- [Things to do]
1. Reproduce a stretch of the spice blend post word for word, beginning at the words "Garam Masala" and stopping after "flavour after this.".
2. Summarize the spice blend post in two sentences.

# START OF Selected passage

# Homemade spice blends alla Snip



## Snip 13 (Jan 4, 2013)

Specially for those of you that have asked me what curry blends etc I use.

Here are a few of my presonal blends, feel free to add your own 

Curry Powder
2 tbsps of cumin seeds
2 tbsps of fenugreek
1 and a half tsps of mustard seeds (brown)
1 tbsp of black peppercorns
8 tbsps of coriander seeds
1 tbsp of poppy seeds
1 tbsp of ground ginger
2 tsps of hot chilli powder
4 tbsps of ground turmeric
1 tbsp of paprika

Using a blender grind the first 6 ingredients to a fine powder. Add remaining ingredients and mix well. Store in an airtight container for 3-4 months. The flavour will dull when it gets older but it can still be used.

Garam Masala

10 green or 6 black cardamom pods (crack the pods and remove seeds)
1 tbsp of black peppercorns
2 tsps of cumin seeds
1 tsp of coriander seeds
2 dried red chillies

Blend in a blender till finely ground. Store in a glass jar for 3 months. Will lose flavour after this.

# END OF Selected passage
# START OF Supplied material

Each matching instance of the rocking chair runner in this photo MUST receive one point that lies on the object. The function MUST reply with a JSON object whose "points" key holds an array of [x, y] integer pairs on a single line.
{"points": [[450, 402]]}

# END OF Supplied material

- [Written responses]
1.
Garam Masala

10 green or 6 black cardamom pods (crack the pods and remove seeds)
1 tbsp of black peppercorns
2 tsps of cumin seeds
1 tsp of coriander seeds
2 dried red chillies

Blend in a blender till finely ground. Store in a glass jar for 3 months. Will lose flavour after this.

2. The post gives personal recipes for a curry powder and a garam masala. For the curry powder, the first six ingredients are ground to a fine powder and the rest are mixed in, and it keeps in an airtight container for 3-4 months; the garam masala is blended until finely ground and keeps in a glass jar for 3 months.